Each line from the first down to the one containing "drop a point: the scoop neckline" should be returned exactly as it appears below.

:: Extracted information

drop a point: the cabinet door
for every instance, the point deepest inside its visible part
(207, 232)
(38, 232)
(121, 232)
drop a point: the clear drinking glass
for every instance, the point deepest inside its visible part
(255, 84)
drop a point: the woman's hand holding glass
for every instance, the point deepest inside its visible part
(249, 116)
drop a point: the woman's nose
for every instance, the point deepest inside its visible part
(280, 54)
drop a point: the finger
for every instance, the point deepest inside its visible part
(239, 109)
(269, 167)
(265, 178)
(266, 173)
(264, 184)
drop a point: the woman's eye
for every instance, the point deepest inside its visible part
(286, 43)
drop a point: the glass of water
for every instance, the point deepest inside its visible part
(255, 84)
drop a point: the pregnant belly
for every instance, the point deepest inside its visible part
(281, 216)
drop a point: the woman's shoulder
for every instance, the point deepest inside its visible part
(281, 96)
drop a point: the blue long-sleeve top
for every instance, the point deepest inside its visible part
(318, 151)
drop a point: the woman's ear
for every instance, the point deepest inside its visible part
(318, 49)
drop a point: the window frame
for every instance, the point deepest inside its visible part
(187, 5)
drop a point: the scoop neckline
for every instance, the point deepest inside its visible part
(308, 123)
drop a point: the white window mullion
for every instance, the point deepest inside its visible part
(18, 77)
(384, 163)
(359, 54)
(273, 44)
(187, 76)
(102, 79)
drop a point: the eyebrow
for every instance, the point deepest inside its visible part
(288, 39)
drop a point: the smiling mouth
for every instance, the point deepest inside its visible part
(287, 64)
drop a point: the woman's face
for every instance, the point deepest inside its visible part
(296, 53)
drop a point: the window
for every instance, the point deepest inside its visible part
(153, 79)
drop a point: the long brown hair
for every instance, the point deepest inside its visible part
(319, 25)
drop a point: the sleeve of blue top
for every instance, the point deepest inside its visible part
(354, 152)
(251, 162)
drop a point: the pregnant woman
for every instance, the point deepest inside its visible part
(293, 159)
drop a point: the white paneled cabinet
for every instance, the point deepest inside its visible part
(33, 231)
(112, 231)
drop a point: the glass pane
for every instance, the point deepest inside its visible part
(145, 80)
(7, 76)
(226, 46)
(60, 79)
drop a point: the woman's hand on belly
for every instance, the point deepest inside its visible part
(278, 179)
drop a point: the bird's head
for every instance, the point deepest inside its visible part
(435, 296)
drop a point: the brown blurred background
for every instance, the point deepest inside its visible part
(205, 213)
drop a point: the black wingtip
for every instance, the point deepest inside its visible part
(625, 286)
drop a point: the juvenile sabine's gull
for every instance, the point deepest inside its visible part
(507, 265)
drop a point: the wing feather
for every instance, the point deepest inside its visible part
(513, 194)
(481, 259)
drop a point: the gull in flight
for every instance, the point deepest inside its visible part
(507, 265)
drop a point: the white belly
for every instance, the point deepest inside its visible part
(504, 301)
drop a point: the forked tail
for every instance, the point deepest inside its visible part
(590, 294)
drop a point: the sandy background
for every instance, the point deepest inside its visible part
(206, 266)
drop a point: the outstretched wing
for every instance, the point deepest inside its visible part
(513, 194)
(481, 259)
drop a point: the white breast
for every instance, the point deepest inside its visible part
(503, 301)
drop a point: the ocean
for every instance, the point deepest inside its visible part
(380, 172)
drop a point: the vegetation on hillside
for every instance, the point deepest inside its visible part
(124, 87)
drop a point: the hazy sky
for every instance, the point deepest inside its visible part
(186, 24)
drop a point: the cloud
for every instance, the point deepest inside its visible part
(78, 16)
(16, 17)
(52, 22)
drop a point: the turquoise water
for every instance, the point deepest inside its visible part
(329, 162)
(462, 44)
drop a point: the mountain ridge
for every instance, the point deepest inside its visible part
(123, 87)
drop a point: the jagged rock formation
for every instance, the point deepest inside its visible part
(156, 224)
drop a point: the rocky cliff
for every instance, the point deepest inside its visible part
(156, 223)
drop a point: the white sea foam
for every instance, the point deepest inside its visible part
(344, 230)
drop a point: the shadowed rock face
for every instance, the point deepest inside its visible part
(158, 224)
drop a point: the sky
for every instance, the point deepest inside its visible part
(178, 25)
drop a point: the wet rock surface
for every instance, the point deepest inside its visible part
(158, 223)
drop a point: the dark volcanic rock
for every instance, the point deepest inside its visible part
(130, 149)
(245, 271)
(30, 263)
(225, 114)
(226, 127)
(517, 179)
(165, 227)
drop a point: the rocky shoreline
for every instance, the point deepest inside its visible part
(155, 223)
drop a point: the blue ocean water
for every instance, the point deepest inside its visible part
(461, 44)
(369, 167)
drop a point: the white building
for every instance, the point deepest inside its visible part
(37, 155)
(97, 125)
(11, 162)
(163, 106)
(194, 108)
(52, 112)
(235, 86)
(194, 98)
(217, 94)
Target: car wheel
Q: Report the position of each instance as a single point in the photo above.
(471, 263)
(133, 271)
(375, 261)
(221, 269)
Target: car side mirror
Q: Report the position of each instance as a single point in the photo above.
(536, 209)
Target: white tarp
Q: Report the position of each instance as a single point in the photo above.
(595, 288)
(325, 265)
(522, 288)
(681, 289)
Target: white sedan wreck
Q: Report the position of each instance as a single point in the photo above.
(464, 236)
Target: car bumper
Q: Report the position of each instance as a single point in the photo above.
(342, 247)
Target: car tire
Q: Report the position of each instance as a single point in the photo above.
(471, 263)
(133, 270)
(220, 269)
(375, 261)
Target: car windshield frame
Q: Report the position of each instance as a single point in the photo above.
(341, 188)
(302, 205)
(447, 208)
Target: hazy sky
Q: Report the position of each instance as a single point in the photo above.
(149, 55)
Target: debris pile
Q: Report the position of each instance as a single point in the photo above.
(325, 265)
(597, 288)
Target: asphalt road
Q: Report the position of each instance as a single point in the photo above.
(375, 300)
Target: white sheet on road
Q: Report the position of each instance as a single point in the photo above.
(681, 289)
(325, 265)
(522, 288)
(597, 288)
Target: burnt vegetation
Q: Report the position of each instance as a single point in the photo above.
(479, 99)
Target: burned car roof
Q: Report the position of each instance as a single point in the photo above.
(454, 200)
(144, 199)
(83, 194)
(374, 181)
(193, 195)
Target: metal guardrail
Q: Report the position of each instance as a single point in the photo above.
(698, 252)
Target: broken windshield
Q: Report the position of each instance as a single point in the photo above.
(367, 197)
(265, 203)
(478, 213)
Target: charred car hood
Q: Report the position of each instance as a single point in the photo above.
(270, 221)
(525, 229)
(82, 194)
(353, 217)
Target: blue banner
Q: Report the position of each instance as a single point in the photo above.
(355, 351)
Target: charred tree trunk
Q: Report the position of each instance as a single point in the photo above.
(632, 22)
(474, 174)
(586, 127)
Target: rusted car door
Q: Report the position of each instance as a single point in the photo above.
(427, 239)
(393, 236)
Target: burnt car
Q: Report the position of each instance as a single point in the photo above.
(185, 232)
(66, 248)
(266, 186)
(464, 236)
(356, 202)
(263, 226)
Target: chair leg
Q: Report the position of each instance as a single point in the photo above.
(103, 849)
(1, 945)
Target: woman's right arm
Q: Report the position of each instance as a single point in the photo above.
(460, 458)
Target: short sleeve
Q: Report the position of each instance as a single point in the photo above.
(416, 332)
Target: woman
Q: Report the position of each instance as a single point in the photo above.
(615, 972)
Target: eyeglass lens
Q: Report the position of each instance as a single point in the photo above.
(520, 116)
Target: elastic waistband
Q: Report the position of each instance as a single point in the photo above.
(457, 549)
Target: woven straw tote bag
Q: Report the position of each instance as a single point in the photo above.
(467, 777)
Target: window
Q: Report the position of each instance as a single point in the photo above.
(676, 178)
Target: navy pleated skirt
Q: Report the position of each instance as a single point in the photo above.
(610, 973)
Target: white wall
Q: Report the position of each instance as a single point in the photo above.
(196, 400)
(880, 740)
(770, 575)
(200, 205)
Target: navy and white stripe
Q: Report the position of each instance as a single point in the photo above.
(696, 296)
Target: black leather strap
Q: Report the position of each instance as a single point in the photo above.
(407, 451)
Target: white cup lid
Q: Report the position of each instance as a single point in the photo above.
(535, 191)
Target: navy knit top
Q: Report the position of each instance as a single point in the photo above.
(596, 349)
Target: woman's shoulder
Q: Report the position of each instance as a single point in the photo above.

::::

Answer to this exercise:
drop a point: the cabinet door
for every instance, the point deepest inside its visible part
(207, 232)
(38, 232)
(121, 232)
drop a point: the clear drinking glass
for every instance, the point deepest inside its visible part
(255, 84)
drop a point: the woman's hand holding glass
for every instance, the point deepest inside its visible part
(249, 116)
drop a point: the woman's nose
for every instance, the point deepest inside its visible part
(280, 54)
drop a point: the finger
for every instance, the point deepest inside its visible part
(239, 109)
(269, 167)
(265, 178)
(266, 173)
(264, 184)
drop a point: the woman's eye
for every instance, the point deepest inside its visible part
(286, 43)
drop a point: the glass of water
for every instance, the point deepest inside its visible part
(255, 84)
drop a point: the pregnant belly
for every instance, the point deepest inside its visible part
(281, 216)
drop a point: the woman's shoulder
for every instance, the point deepest inside its visible part
(281, 96)
drop a point: the blue long-sleeve top
for every instance, the point deepest inside its visible part
(318, 151)
drop a point: the woman's ear
for every instance, the point deepest inside its visible part
(318, 49)
drop a point: the window frame
for every instance, the point deepest inside its visible part
(187, 5)
drop a point: the scoop neckline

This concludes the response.